## [DATA FOR THE TASK]
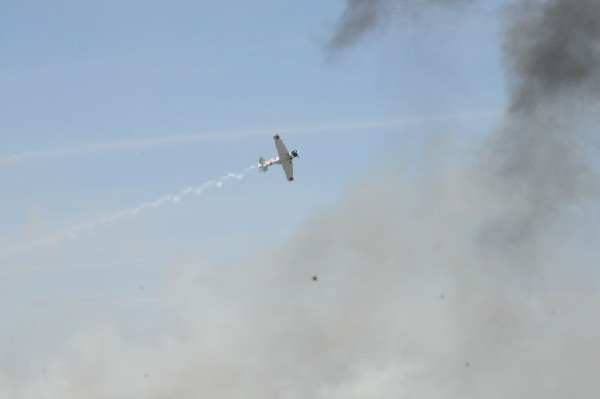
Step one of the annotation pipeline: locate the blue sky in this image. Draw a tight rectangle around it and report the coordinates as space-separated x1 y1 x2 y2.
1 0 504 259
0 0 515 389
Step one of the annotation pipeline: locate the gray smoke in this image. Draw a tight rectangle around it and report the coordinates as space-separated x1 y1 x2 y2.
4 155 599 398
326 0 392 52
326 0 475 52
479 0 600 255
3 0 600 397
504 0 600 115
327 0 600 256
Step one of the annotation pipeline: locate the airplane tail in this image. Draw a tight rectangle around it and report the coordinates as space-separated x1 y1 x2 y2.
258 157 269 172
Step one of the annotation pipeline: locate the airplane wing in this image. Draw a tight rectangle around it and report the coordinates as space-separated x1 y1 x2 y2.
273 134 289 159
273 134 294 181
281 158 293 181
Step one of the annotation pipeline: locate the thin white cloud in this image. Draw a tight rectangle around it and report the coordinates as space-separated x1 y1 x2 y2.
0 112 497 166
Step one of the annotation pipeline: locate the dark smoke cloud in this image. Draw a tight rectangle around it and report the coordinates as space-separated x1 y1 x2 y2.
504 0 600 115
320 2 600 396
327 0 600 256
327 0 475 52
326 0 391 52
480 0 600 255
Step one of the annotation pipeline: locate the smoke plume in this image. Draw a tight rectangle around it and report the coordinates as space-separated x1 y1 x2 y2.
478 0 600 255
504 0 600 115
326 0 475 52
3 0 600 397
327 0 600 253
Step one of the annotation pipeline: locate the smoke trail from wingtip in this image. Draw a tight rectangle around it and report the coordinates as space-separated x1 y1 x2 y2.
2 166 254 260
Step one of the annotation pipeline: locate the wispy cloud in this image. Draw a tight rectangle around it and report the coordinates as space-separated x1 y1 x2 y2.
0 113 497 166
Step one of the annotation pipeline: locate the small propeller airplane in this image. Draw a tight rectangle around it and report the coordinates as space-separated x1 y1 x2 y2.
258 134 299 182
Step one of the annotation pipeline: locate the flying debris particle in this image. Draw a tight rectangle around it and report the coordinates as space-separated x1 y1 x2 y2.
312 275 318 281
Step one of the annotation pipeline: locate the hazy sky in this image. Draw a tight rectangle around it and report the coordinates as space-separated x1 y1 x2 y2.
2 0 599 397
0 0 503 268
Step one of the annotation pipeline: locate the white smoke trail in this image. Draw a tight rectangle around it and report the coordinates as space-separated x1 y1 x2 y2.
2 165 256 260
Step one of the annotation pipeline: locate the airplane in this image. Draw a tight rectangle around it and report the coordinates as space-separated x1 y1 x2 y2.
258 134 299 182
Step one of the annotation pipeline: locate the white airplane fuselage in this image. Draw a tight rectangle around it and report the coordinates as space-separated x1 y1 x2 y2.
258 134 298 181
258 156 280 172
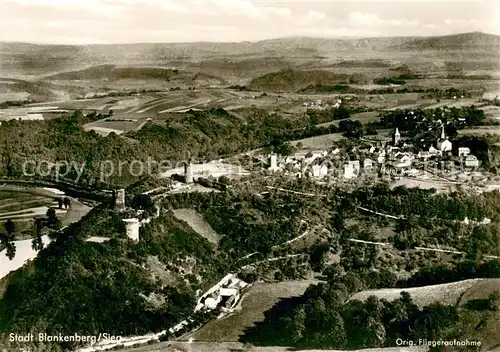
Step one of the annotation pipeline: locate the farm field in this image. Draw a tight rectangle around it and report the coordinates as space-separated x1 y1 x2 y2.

---

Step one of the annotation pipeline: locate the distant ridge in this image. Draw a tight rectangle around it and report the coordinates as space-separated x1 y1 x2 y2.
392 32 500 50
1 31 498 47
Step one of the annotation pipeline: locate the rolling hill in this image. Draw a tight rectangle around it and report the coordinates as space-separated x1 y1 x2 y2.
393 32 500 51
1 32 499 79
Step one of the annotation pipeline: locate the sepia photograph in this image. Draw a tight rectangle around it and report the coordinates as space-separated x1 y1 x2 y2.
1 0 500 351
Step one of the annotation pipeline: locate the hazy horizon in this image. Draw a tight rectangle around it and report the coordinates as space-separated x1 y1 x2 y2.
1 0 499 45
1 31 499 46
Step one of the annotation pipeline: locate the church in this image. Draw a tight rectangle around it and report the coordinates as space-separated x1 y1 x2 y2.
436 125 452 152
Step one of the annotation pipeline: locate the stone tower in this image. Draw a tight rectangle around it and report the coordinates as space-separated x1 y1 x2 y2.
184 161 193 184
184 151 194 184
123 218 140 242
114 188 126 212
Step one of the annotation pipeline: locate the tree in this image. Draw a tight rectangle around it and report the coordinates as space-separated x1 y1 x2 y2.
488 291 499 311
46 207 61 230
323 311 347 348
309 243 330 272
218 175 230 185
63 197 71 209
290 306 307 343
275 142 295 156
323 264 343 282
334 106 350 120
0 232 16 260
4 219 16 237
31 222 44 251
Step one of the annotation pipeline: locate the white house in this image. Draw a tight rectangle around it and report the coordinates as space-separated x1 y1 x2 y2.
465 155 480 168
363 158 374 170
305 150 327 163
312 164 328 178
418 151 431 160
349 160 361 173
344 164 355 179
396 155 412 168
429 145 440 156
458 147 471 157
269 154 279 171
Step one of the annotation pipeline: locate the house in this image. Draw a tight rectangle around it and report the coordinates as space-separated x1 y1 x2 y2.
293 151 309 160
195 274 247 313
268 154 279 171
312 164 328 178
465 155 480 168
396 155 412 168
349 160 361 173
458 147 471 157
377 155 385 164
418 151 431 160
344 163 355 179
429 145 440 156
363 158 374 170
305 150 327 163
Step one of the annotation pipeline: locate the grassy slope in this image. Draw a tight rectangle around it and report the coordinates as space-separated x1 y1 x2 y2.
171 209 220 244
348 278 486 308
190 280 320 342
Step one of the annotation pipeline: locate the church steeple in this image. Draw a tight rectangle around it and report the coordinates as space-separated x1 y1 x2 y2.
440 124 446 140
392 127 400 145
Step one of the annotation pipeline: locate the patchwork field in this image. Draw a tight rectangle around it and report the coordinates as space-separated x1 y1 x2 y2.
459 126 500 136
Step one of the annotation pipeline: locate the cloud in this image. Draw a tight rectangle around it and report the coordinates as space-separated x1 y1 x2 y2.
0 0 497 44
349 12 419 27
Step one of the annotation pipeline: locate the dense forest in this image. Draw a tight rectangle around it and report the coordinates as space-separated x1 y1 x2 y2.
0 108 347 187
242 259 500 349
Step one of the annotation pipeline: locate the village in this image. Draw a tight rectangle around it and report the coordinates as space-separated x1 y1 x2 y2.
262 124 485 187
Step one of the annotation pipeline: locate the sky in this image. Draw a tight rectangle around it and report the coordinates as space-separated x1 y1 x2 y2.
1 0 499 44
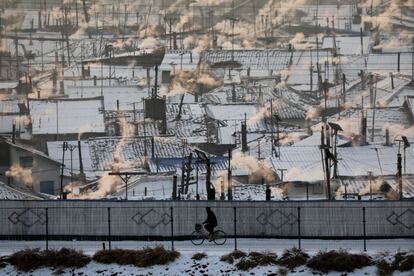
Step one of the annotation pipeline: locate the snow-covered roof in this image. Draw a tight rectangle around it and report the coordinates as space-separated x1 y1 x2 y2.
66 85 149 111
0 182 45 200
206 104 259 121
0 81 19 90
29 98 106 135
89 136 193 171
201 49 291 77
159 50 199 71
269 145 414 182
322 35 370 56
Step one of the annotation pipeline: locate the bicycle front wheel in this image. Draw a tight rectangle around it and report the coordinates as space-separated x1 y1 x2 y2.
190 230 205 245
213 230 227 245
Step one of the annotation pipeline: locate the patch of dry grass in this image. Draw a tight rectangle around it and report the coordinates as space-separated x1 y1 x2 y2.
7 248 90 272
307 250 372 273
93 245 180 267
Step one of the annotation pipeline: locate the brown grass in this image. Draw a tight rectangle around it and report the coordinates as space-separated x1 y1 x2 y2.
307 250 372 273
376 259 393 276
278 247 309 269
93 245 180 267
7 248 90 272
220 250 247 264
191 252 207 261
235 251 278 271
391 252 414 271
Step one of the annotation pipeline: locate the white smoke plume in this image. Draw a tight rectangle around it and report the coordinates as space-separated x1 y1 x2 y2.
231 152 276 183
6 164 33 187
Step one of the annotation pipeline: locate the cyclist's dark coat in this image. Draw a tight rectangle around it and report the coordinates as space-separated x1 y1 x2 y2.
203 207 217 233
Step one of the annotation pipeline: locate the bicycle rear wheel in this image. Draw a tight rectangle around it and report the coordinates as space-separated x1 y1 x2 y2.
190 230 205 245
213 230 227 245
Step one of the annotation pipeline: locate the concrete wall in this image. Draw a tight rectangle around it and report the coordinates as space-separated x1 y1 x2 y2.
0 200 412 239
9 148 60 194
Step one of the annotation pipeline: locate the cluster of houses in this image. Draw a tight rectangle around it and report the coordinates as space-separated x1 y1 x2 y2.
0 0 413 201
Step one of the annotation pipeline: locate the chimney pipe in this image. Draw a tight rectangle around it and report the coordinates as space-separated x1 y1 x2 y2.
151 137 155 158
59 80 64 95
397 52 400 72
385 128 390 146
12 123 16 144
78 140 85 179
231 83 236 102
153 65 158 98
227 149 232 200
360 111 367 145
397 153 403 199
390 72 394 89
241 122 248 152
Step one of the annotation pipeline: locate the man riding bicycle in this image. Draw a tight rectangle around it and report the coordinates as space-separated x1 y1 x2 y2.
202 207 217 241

## [YOUR INSTRUCTIONS]
When you reach the line with "Step one of the annotation pipeline: locate the flying" in the records above, start writing out each line exactly, and stop after the line with "Step one of the annotation pipeline: locate the farm". Pictures stay out.

## [WRITTEN RESPONSE]
Step one of the annotation pipeline: locate the flying debris particle in this image. Draw a tight rectangle around it and report the coordinates as space-separated x1 y1 x2 y2.
312 275 318 281
Step one of the annotation pipeline: locate the hazy sky in this image. Draw a tight rectangle around it and report the coordinates as space-separated x1 y1 x2 y2.
2 0 599 397
0 0 503 268
Step one of the annotation pipeline: locate the white smoke trail in this image. Draw a tight rectangle around it and report the coordinates as space-separated x1 y1 x2 y2.
2 165 256 260
Step one of the annotation pipeline: locate the airplane in this image. Draw a tight rectangle around it and report the coordinates as space-separated x1 y1 x2 y2.
258 134 299 182
Step one of the annotation pipeline: locate the white airplane fuselage in this image. Draw a tight rectangle around it and report the coordinates as space-separated x1 y1 x2 y2.
258 134 298 181
258 156 280 172
Step one of the annotation pipeline: locate the farm field in this image. Draw a tight rectangle around it and report the coordinates as space-separated x1 y1 x2 y2.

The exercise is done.